**SOURCE MATERIAL**:
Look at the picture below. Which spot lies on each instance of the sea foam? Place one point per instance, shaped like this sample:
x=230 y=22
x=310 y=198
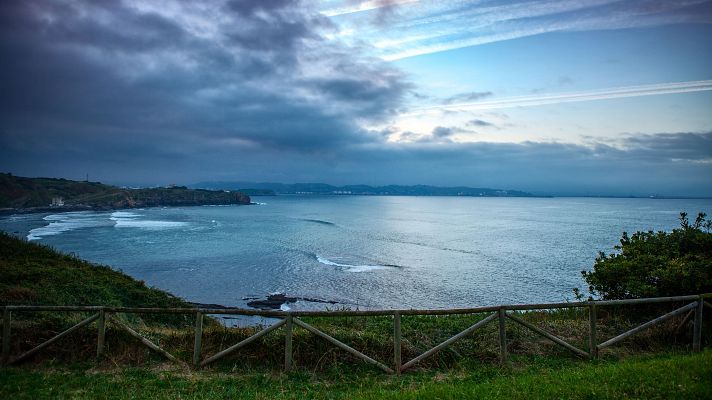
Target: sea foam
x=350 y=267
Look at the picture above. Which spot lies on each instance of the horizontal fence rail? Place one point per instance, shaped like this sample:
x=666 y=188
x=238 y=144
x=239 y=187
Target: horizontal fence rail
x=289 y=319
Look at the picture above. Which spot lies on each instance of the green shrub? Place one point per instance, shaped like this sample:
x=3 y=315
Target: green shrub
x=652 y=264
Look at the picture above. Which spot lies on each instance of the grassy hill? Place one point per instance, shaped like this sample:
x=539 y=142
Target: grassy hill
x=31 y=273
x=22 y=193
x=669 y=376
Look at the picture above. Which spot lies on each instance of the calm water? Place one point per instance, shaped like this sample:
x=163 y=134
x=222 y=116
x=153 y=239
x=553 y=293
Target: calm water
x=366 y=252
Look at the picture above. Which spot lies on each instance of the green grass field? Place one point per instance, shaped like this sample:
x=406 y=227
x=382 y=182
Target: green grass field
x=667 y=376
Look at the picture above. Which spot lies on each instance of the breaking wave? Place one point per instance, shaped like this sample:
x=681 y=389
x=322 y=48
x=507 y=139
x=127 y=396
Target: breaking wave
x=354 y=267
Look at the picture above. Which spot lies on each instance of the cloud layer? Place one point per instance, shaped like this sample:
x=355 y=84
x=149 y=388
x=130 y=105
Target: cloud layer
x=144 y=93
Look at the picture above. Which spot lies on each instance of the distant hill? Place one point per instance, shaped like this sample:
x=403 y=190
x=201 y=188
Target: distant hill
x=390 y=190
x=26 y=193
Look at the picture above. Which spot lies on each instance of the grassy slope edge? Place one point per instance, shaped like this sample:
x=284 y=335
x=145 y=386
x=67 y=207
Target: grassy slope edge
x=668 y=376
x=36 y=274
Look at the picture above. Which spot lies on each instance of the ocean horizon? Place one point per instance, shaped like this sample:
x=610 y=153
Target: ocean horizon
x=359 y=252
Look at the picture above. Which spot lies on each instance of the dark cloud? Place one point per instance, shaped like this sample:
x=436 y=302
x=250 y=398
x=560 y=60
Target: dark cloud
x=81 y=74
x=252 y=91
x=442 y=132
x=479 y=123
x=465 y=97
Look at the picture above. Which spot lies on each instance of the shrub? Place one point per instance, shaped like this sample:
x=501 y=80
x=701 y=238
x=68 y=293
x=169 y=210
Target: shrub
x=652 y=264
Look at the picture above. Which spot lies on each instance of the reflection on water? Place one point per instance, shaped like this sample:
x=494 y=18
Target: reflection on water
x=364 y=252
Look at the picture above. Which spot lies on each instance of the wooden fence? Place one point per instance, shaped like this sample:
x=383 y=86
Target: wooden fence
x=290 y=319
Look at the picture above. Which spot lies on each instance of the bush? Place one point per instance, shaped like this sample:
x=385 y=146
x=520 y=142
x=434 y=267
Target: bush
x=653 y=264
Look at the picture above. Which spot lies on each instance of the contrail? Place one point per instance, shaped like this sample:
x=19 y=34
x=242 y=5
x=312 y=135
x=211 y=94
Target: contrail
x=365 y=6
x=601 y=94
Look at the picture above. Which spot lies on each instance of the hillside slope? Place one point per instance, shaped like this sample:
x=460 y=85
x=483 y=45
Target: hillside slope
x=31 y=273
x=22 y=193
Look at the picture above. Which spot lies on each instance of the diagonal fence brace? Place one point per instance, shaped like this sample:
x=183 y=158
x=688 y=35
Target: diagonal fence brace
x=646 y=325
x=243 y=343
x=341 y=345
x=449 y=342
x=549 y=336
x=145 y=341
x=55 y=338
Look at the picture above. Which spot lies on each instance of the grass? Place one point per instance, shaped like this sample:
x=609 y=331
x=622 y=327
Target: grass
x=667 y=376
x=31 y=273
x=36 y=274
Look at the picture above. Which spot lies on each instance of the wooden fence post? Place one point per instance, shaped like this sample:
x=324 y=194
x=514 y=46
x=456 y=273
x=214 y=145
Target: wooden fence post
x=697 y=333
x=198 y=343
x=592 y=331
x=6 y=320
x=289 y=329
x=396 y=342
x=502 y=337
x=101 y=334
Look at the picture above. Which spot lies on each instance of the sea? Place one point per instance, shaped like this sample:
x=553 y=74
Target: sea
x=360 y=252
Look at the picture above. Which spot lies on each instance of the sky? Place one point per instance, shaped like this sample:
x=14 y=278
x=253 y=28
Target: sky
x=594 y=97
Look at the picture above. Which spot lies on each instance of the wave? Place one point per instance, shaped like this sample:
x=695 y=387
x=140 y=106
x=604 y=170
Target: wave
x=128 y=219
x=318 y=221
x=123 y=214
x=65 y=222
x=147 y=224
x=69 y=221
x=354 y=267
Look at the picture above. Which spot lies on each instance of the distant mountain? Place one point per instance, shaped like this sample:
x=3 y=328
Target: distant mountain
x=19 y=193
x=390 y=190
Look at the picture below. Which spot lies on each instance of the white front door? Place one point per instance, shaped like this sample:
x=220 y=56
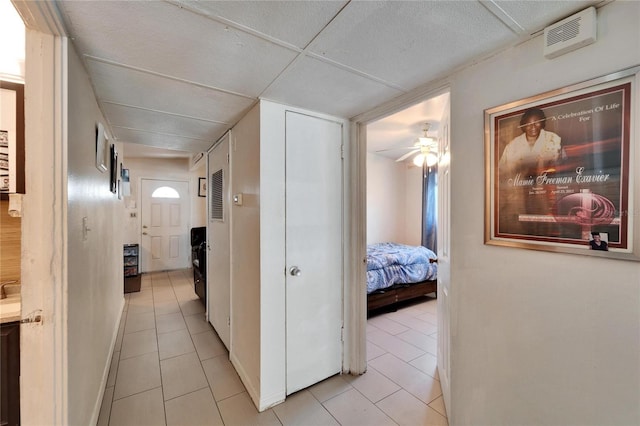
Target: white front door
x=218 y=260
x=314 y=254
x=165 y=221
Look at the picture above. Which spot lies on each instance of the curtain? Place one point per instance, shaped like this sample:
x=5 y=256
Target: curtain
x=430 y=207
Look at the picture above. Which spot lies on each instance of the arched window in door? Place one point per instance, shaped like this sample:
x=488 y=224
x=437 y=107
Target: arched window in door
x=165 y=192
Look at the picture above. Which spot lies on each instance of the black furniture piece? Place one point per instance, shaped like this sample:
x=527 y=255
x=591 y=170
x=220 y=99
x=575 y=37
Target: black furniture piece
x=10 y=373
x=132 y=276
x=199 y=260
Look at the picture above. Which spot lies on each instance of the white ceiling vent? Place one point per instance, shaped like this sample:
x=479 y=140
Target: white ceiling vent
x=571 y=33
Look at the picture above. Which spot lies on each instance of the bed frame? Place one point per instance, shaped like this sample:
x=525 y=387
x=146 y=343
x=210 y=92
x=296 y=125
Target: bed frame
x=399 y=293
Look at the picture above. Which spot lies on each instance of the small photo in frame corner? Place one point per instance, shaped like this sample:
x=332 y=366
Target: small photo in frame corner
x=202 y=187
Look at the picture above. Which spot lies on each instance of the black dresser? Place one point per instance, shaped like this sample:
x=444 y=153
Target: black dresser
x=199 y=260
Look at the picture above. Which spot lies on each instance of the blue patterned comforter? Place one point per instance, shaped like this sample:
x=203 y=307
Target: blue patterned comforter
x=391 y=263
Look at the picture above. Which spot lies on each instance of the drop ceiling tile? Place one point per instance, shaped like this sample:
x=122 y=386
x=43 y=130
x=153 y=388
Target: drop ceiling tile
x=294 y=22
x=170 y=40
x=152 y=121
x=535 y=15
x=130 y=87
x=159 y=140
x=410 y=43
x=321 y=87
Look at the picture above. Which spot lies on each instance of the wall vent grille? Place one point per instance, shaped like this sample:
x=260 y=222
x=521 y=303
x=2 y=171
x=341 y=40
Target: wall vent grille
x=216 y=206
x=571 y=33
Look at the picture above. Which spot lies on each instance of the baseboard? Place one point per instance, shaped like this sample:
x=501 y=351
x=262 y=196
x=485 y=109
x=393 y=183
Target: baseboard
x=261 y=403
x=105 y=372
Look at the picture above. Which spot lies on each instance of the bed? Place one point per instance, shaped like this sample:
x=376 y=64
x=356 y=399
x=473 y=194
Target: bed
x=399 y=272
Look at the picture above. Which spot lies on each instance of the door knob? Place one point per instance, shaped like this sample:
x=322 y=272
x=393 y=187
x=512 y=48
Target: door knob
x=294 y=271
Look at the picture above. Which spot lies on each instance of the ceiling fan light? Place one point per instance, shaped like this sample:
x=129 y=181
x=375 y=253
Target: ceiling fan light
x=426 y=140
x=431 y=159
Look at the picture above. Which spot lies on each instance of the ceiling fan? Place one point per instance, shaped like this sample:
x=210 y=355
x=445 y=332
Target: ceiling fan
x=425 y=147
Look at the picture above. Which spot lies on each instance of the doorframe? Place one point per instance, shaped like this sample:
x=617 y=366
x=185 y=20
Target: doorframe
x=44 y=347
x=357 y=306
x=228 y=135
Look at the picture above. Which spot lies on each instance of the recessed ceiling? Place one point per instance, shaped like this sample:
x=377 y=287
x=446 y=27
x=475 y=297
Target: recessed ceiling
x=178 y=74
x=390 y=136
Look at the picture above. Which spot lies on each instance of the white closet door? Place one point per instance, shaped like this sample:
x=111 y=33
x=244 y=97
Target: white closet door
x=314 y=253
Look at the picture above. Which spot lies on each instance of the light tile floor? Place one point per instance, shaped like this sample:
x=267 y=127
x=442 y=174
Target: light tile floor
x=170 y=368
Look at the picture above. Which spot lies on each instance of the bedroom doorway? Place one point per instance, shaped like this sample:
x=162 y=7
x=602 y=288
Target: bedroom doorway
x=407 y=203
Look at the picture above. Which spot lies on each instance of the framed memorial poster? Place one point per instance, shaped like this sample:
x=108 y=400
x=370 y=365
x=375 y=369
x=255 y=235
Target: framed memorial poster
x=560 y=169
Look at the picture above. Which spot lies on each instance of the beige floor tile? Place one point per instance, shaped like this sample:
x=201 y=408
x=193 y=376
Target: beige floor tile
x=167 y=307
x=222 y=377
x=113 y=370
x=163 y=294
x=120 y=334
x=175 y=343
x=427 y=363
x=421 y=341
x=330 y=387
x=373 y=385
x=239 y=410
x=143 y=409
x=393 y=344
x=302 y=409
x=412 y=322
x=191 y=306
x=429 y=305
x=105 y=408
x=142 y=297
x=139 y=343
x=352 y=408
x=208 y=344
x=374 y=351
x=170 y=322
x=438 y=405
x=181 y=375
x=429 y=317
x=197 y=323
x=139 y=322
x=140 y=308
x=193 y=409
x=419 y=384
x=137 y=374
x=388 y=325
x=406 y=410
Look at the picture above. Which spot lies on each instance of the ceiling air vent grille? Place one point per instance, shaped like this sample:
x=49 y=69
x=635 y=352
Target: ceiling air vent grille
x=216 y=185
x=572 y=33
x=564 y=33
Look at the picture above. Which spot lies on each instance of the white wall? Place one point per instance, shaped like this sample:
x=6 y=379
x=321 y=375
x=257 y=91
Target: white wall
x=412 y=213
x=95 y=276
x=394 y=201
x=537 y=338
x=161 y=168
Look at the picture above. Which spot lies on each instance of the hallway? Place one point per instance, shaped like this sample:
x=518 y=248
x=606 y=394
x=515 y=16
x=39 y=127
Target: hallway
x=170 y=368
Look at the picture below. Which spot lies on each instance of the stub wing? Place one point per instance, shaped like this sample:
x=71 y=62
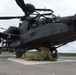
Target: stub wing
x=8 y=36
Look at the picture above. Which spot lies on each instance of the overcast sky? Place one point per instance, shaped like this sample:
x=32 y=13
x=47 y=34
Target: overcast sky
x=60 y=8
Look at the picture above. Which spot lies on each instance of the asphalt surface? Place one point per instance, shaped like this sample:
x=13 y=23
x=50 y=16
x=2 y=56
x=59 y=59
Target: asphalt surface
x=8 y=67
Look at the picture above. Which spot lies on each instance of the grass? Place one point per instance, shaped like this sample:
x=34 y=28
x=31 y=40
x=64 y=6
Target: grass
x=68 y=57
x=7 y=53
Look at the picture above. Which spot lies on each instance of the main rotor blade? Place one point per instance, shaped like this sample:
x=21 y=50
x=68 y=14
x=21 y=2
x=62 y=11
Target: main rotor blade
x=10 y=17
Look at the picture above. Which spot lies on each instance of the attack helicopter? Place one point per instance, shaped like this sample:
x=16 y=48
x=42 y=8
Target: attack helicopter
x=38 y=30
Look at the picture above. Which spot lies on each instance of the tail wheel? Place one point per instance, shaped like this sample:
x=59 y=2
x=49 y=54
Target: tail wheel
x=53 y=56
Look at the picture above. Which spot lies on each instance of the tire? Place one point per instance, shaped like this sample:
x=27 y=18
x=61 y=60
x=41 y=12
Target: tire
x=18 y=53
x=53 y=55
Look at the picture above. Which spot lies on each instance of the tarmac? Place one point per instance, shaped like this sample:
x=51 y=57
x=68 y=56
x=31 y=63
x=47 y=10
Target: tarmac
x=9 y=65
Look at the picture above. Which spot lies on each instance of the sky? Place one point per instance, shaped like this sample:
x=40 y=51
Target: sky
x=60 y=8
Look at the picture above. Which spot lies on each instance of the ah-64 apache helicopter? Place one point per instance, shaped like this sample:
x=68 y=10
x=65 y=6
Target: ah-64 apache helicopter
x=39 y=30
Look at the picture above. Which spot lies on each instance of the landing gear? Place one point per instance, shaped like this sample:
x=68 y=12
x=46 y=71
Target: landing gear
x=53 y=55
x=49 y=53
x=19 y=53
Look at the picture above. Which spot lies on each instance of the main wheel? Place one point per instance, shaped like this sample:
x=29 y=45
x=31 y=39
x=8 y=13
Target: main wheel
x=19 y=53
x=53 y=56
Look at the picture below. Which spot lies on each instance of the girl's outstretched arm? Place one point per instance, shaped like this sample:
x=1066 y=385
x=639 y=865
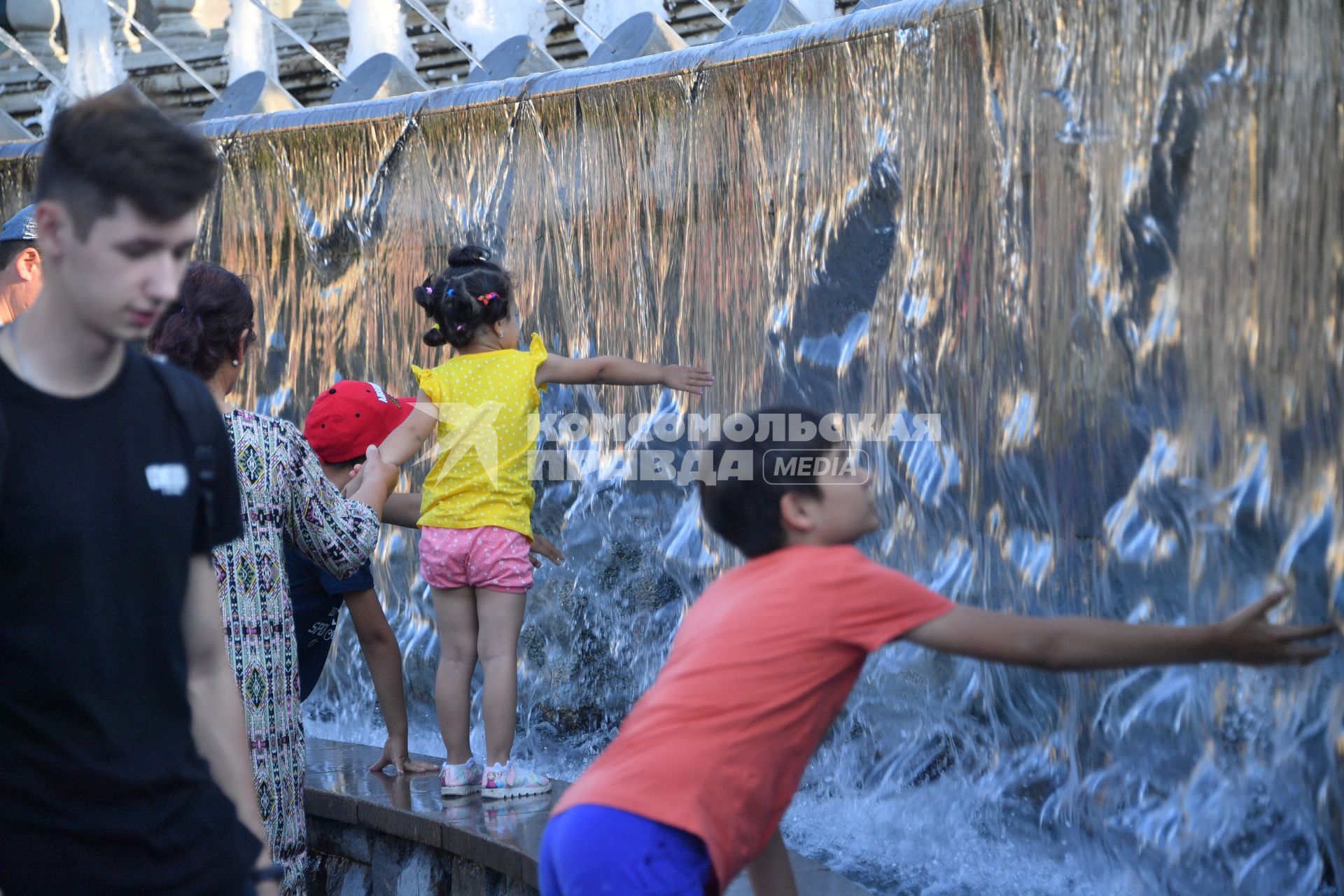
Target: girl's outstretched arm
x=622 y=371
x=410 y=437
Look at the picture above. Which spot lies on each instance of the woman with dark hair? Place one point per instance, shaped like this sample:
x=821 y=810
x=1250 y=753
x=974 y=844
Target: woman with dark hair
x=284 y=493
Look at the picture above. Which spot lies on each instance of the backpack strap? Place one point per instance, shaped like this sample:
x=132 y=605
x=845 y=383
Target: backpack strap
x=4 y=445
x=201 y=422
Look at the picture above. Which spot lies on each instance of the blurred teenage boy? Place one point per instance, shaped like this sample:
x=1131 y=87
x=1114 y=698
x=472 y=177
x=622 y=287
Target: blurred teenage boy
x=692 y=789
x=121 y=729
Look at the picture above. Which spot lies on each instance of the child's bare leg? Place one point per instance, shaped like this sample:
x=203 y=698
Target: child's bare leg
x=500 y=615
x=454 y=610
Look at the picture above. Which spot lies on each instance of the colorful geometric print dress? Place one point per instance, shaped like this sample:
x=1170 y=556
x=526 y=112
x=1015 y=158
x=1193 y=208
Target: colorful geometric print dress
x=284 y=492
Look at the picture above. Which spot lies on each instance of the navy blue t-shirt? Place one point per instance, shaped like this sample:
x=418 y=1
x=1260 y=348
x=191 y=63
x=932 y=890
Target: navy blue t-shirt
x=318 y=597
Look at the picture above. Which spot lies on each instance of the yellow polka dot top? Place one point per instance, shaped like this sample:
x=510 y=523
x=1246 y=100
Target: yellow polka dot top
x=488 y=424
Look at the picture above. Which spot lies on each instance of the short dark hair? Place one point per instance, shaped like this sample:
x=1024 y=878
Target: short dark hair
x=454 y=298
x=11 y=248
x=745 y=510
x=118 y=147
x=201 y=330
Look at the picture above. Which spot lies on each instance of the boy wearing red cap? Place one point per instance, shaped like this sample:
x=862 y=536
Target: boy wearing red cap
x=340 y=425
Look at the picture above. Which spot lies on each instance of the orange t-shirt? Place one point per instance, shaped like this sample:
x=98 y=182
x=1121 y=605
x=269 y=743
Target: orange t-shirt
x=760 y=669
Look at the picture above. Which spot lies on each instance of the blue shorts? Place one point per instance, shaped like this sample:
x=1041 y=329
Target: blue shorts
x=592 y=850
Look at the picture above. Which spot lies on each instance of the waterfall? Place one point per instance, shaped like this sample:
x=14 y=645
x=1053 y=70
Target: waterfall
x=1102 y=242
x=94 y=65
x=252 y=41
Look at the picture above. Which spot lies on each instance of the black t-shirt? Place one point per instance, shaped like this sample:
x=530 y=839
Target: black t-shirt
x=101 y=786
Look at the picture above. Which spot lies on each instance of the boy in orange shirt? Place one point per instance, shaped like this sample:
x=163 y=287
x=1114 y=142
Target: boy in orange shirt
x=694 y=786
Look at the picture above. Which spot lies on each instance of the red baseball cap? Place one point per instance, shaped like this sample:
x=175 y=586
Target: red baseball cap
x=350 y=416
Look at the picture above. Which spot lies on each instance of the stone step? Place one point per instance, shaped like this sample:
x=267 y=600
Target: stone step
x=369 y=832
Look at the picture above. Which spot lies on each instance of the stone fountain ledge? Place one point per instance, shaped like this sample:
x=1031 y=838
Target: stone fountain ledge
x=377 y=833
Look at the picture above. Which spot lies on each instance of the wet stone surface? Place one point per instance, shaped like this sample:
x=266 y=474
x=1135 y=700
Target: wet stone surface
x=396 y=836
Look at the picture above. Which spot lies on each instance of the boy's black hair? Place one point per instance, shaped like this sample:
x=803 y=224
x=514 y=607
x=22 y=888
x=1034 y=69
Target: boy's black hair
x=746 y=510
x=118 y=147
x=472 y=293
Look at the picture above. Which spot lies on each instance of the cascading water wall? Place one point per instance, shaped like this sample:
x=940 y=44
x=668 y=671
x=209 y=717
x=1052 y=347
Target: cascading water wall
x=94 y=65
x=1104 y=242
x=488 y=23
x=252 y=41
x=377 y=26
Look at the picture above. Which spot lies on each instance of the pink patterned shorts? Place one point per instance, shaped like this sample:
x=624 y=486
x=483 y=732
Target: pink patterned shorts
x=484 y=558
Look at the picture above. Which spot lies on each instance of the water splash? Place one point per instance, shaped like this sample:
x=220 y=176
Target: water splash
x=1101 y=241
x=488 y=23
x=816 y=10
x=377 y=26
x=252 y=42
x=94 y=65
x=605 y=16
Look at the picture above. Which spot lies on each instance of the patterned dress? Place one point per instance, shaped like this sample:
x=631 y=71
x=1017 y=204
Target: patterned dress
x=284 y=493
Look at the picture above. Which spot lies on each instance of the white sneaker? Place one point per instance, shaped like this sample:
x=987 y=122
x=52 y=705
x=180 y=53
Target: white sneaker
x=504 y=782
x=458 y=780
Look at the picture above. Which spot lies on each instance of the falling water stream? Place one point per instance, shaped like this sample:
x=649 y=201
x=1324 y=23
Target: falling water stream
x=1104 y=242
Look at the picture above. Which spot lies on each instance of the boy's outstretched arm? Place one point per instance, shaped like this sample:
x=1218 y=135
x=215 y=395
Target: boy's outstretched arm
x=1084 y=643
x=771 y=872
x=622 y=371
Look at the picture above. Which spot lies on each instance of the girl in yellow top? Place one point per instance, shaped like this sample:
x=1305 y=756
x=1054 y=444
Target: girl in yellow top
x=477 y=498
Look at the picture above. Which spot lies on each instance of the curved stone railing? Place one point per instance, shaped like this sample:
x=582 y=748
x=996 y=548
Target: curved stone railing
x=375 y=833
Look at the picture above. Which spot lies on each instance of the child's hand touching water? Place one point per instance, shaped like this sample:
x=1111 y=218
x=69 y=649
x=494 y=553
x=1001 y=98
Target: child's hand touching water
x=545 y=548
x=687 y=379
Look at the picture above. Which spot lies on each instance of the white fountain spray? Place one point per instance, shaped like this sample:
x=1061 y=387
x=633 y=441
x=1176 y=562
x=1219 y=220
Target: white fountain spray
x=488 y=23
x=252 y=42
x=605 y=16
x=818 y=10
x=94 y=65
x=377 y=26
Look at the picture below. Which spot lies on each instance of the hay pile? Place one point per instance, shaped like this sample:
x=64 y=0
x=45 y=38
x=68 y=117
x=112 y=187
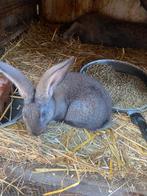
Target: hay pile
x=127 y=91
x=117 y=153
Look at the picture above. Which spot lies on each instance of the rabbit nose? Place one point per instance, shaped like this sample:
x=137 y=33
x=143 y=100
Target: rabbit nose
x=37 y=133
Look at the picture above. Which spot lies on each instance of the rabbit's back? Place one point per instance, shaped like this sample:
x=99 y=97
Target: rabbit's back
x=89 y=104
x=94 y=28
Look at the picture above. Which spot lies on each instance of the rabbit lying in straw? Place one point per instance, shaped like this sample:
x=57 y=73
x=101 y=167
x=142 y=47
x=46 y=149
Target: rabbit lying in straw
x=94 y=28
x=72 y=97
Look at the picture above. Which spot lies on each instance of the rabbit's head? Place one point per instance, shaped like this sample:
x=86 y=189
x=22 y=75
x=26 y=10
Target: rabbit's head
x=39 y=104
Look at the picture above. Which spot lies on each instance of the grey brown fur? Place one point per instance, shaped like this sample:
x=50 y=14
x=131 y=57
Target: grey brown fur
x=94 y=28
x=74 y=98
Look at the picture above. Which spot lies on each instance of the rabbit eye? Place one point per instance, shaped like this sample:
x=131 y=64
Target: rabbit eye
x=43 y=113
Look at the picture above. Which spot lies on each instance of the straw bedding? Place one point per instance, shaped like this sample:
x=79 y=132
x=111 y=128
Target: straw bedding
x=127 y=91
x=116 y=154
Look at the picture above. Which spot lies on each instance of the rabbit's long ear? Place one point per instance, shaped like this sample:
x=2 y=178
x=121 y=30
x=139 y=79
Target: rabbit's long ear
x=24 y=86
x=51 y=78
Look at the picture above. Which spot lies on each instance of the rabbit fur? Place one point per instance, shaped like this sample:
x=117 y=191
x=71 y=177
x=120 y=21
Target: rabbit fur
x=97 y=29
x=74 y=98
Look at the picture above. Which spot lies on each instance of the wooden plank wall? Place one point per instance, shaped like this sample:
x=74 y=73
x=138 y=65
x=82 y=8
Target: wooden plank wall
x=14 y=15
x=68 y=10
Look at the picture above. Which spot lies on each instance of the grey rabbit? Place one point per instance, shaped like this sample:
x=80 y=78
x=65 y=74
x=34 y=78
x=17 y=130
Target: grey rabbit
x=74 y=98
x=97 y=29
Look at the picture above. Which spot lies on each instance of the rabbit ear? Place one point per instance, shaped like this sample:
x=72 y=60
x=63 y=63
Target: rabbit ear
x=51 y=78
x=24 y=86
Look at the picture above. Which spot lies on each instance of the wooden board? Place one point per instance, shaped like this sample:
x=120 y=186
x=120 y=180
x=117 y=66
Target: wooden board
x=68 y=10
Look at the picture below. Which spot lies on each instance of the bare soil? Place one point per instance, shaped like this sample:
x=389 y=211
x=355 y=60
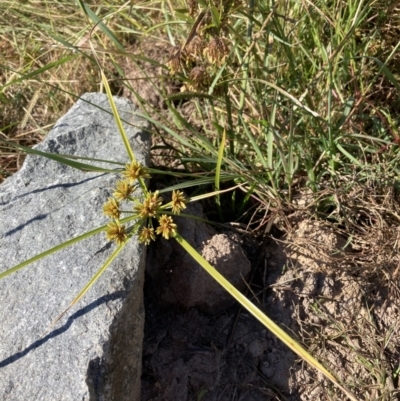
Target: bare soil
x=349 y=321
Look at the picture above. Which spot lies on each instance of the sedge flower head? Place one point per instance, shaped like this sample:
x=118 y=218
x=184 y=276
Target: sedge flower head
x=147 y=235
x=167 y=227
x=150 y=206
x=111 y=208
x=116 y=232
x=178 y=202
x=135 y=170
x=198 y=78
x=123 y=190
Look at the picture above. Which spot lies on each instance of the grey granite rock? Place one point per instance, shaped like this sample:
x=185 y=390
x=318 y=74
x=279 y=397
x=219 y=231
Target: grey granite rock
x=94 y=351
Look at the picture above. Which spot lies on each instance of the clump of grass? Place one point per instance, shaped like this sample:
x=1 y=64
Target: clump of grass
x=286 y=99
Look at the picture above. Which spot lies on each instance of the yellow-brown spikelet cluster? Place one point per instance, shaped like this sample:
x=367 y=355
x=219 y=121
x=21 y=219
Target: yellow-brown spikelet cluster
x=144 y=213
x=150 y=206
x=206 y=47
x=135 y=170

**EXERCISE INSTRUCTIONS**: In the entries above, find the line with "x=1017 y=204" and the line with "x=649 y=201", then restate word for word both of them and every line between, with nothing more.

**ANSWER FOR THIS EXERCISE**:
x=1017 y=204
Target: patterned dress
x=284 y=493
Look at the picture above. Which spot lies on each instance of the white sneaker? Place one point per instance, shaped like this sample:
x=987 y=122
x=52 y=705
x=180 y=53
Target: white sneaker
x=504 y=782
x=458 y=780
Look at the picture above. Which spot lies on each instance of the falling water stream? Place one point per instance, shaped like this sample:
x=649 y=201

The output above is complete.